Photo-based referring expression data
>>

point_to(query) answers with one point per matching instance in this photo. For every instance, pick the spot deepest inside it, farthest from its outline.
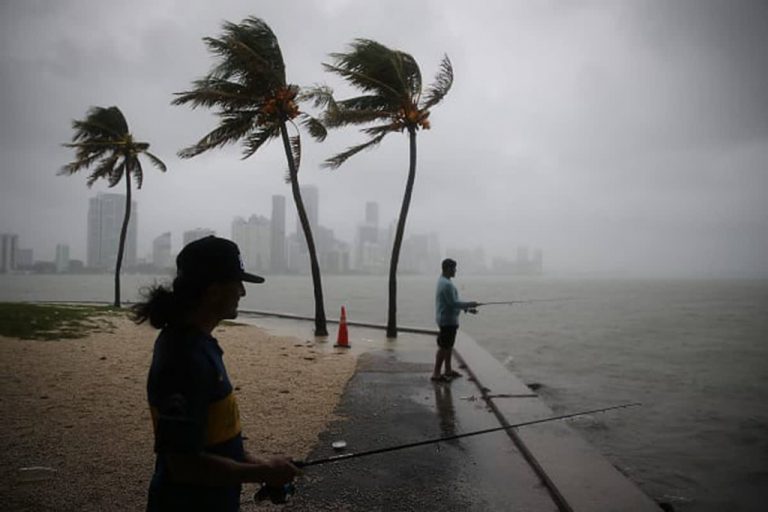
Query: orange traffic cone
(342, 340)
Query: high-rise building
(161, 252)
(311, 199)
(420, 254)
(62, 258)
(277, 257)
(8, 248)
(25, 258)
(372, 213)
(105, 221)
(369, 253)
(196, 234)
(254, 239)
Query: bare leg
(448, 356)
(439, 360)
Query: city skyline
(624, 138)
(367, 252)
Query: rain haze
(620, 138)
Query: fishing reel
(277, 494)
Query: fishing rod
(474, 310)
(279, 494)
(510, 302)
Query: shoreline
(78, 407)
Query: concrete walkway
(391, 401)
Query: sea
(694, 352)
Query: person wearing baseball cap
(201, 461)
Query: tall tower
(310, 196)
(253, 238)
(8, 247)
(372, 214)
(196, 234)
(62, 258)
(277, 233)
(105, 220)
(161, 251)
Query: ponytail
(166, 306)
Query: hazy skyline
(619, 137)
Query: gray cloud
(616, 136)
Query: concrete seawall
(396, 372)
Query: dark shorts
(447, 336)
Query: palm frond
(106, 172)
(374, 131)
(321, 96)
(340, 117)
(156, 161)
(105, 168)
(101, 124)
(216, 92)
(248, 50)
(336, 161)
(234, 126)
(440, 87)
(362, 81)
(314, 126)
(408, 72)
(80, 163)
(254, 140)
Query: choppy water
(694, 352)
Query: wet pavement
(391, 401)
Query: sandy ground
(79, 407)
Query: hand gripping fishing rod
(474, 311)
(510, 302)
(280, 494)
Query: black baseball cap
(211, 259)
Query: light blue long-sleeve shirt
(447, 303)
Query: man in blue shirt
(447, 309)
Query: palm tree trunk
(320, 324)
(392, 312)
(123, 233)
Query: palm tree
(103, 139)
(255, 104)
(392, 101)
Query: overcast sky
(615, 136)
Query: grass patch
(53, 321)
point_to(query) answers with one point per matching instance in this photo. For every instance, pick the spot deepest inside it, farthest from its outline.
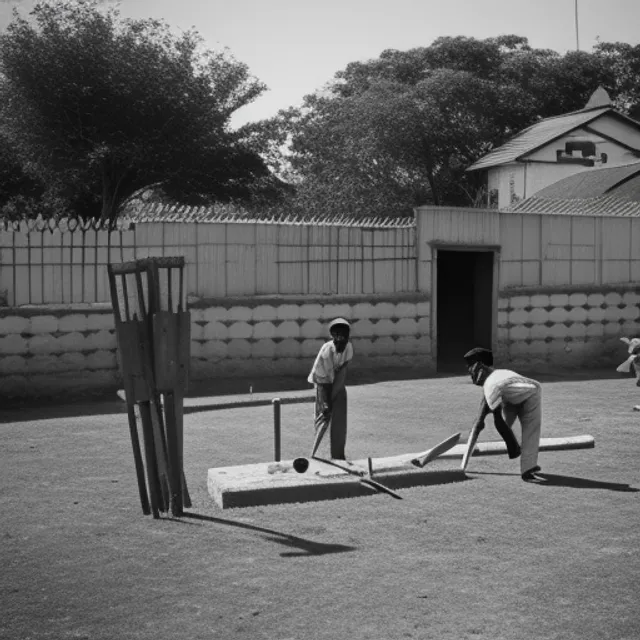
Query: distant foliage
(94, 107)
(399, 131)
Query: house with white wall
(594, 137)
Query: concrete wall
(46, 352)
(572, 329)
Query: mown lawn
(487, 558)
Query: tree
(399, 131)
(97, 107)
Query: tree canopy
(399, 131)
(95, 107)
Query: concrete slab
(277, 482)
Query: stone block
(310, 311)
(424, 326)
(595, 314)
(240, 329)
(578, 314)
(13, 324)
(43, 324)
(384, 346)
(264, 330)
(578, 299)
(239, 314)
(558, 314)
(309, 348)
(538, 315)
(265, 313)
(362, 311)
(215, 314)
(383, 310)
(519, 332)
(43, 363)
(595, 299)
(612, 314)
(539, 332)
(540, 300)
(519, 302)
(215, 331)
(406, 345)
(518, 316)
(216, 349)
(558, 331)
(73, 322)
(288, 312)
(363, 347)
(101, 340)
(406, 327)
(101, 359)
(577, 330)
(385, 327)
(363, 329)
(239, 348)
(333, 311)
(612, 298)
(630, 313)
(288, 348)
(423, 308)
(406, 310)
(264, 348)
(595, 330)
(313, 329)
(10, 365)
(73, 341)
(45, 343)
(288, 329)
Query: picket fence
(64, 261)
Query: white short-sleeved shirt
(504, 385)
(327, 362)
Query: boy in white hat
(329, 374)
(632, 363)
(508, 395)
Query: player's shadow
(301, 546)
(553, 480)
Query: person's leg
(339, 425)
(530, 415)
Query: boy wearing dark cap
(328, 374)
(508, 395)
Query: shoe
(514, 453)
(530, 474)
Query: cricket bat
(431, 454)
(471, 444)
(359, 473)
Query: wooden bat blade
(471, 445)
(438, 450)
(374, 484)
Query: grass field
(486, 558)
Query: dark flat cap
(479, 355)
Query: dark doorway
(464, 301)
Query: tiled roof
(538, 135)
(155, 212)
(614, 191)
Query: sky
(296, 46)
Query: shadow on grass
(304, 547)
(574, 482)
(552, 480)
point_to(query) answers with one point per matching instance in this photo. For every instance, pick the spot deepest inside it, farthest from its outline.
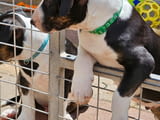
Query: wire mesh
(58, 61)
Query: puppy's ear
(19, 33)
(5, 33)
(65, 7)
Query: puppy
(111, 33)
(28, 77)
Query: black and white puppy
(8, 53)
(129, 43)
(40, 63)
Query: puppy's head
(59, 14)
(8, 34)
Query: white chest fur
(98, 48)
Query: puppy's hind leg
(138, 64)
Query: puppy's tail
(11, 101)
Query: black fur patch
(134, 41)
(7, 34)
(52, 20)
(28, 65)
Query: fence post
(55, 85)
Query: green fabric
(102, 29)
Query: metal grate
(59, 60)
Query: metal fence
(59, 60)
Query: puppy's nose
(32, 22)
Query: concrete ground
(7, 91)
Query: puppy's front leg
(81, 89)
(26, 112)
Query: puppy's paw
(8, 113)
(81, 90)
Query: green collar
(102, 29)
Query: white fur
(99, 11)
(27, 112)
(6, 112)
(93, 47)
(38, 81)
(120, 106)
(83, 76)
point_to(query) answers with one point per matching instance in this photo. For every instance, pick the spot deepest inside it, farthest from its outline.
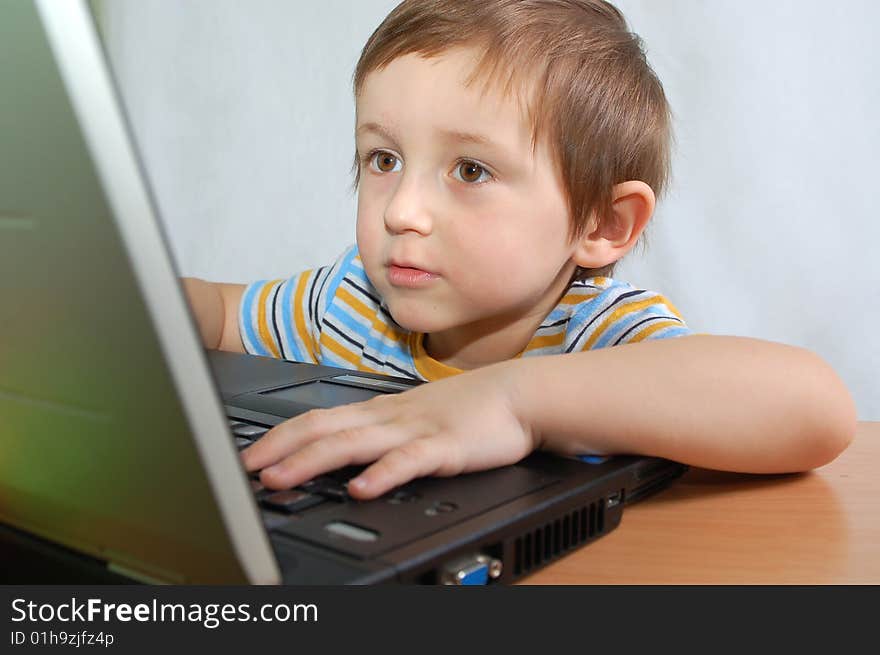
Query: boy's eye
(385, 162)
(471, 172)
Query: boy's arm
(215, 306)
(726, 403)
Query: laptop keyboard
(330, 487)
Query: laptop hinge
(147, 575)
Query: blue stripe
(344, 267)
(348, 321)
(670, 332)
(368, 335)
(621, 325)
(288, 321)
(245, 313)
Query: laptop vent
(544, 544)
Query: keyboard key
(326, 487)
(249, 431)
(291, 501)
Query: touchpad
(321, 393)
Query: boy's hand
(459, 424)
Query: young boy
(508, 154)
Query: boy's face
(460, 225)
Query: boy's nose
(408, 208)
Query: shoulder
(608, 312)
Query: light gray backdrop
(244, 114)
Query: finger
(298, 432)
(351, 446)
(413, 459)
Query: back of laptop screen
(96, 448)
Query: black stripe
(318, 298)
(275, 322)
(362, 290)
(642, 322)
(404, 372)
(559, 322)
(343, 334)
(311, 302)
(622, 296)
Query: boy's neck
(494, 339)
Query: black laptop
(120, 434)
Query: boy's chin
(415, 318)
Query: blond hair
(587, 86)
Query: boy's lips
(409, 276)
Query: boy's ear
(631, 209)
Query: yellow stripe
(619, 313)
(299, 316)
(335, 347)
(575, 298)
(426, 365)
(672, 308)
(262, 326)
(346, 296)
(546, 341)
(647, 332)
(385, 329)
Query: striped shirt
(334, 316)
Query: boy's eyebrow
(451, 135)
(376, 128)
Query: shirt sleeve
(621, 314)
(283, 318)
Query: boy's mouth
(409, 277)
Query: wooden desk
(821, 527)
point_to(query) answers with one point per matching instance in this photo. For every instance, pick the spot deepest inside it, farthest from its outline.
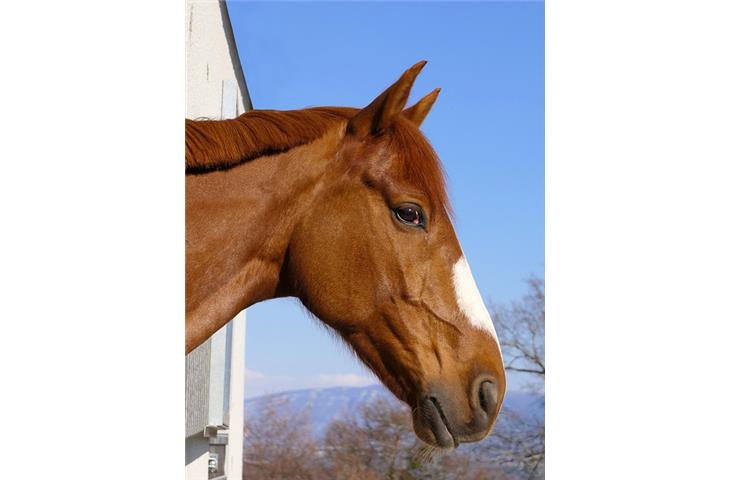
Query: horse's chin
(432, 427)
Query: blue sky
(487, 127)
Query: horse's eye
(410, 215)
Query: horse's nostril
(488, 395)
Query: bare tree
(377, 441)
(518, 440)
(521, 329)
(278, 444)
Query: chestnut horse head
(353, 219)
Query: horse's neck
(238, 226)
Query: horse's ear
(417, 112)
(377, 116)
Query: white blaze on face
(469, 299)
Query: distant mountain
(325, 405)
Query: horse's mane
(212, 145)
(222, 144)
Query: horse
(346, 210)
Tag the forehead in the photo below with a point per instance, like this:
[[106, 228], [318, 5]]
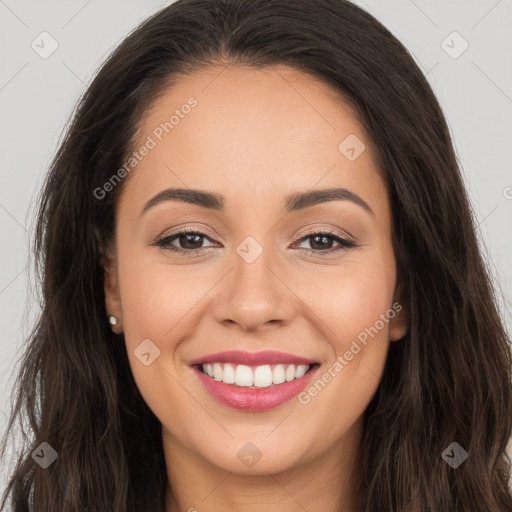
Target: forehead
[[261, 131]]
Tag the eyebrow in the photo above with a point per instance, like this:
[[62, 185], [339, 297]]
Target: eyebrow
[[293, 202]]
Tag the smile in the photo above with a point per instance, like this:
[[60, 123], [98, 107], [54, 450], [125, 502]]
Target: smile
[[253, 381]]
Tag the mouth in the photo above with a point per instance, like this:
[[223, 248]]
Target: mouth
[[254, 377], [254, 382]]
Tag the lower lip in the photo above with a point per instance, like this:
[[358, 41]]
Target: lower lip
[[246, 399]]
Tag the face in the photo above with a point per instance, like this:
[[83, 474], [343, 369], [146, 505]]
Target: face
[[261, 271]]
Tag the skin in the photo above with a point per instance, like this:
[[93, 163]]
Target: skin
[[255, 137]]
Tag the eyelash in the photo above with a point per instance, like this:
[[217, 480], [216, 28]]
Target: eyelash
[[166, 240]]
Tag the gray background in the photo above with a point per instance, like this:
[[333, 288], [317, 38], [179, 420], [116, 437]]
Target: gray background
[[37, 95]]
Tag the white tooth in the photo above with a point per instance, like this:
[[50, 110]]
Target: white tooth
[[290, 373], [229, 374], [278, 376], [217, 371], [263, 376], [243, 375], [300, 371]]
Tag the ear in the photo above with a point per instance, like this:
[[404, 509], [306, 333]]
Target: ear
[[399, 324], [111, 287]]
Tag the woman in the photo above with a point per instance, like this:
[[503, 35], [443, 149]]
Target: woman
[[262, 285]]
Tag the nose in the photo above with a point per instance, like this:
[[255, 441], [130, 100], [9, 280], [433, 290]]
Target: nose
[[254, 296]]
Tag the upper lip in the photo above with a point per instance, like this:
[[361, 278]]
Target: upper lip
[[251, 358]]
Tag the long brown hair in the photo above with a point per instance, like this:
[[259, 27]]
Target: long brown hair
[[447, 381]]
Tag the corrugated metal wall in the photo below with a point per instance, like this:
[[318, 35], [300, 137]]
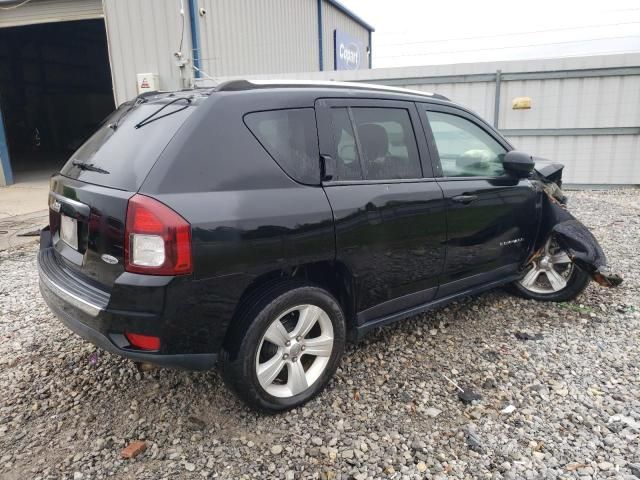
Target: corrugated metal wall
[[143, 37], [609, 99], [44, 11], [241, 37], [333, 19]]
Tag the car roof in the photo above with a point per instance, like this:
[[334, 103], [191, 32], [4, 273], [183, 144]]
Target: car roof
[[238, 85]]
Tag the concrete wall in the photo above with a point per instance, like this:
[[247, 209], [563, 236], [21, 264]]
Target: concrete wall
[[585, 110]]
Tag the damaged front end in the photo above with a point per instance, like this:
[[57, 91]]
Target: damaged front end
[[569, 233]]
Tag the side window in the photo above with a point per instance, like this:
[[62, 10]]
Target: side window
[[465, 150], [346, 152], [291, 138], [388, 144]]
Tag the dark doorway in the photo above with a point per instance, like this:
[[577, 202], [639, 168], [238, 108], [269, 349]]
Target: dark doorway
[[55, 89]]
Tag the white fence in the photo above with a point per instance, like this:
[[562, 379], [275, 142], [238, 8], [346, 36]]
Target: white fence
[[585, 111]]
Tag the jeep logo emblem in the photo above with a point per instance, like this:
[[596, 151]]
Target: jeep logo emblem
[[111, 260]]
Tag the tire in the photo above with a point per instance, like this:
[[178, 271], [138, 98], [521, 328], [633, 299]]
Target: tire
[[258, 343], [565, 280]]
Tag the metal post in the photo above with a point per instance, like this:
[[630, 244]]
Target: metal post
[[370, 51], [5, 164], [195, 36], [320, 37], [496, 105]]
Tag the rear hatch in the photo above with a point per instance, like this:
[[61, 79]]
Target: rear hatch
[[88, 198]]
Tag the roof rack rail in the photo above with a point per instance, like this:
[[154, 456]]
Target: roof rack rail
[[243, 84]]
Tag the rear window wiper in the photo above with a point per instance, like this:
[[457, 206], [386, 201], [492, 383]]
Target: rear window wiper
[[153, 117], [89, 167], [139, 100]]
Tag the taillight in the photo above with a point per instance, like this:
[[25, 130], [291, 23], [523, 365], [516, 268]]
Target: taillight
[[157, 239]]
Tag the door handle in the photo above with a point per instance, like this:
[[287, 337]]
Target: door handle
[[464, 199]]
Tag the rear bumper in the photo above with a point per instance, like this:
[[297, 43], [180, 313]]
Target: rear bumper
[[84, 309]]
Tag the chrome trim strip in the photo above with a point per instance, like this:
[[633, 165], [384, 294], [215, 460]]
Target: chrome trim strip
[[62, 199], [80, 303]]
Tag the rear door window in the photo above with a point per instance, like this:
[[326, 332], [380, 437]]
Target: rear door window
[[388, 144], [291, 139]]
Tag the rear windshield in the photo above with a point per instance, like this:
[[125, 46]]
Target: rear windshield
[[121, 157]]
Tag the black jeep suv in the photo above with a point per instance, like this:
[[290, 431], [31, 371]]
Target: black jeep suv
[[261, 225]]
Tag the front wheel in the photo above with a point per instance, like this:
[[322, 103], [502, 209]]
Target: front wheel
[[289, 346], [552, 277]]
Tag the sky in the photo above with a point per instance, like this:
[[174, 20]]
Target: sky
[[414, 32]]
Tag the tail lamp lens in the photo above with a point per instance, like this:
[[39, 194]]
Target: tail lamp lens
[[157, 239]]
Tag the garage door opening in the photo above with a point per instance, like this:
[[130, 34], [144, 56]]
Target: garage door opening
[[55, 89]]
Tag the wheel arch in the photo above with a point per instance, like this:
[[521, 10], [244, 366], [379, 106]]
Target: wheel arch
[[332, 276]]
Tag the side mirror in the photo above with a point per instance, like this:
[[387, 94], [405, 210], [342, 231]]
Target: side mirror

<<

→ Assignment
With the line containing "Tag the black" as the first and the last line of the data as the final one, copy every line between them exactly, those two included.

→ The answer
Tag the black jeep suv in the photo above with a point per instance, like this:
[[290, 431], [31, 371]]
Target: black jeep suv
[[261, 225]]
Tag the front wheel in the photo above with a point per instance, like this:
[[322, 103], [502, 209]]
Target: front wheel
[[289, 346], [552, 277]]
Tag the sky in the photo above with a point per instance, like this:
[[174, 20]]
Target: sky
[[414, 32]]
Tag the tail lamp lens in the photo above with a point per instance, like this:
[[39, 194]]
Target: tail lamp lens
[[157, 239]]
Tag the garage door opening in the photo above with a point per instance, like this:
[[130, 34], [144, 56]]
Target: garage door opening
[[55, 89]]
Tag the wheel arch in the photo above with a point per instance, like this:
[[521, 10], [244, 366], [379, 106]]
Target: wheel arch
[[332, 276]]
Tag the side mirror in the photo above with a point per instance, like this:
[[387, 94], [405, 210], [342, 231]]
Target: side mirror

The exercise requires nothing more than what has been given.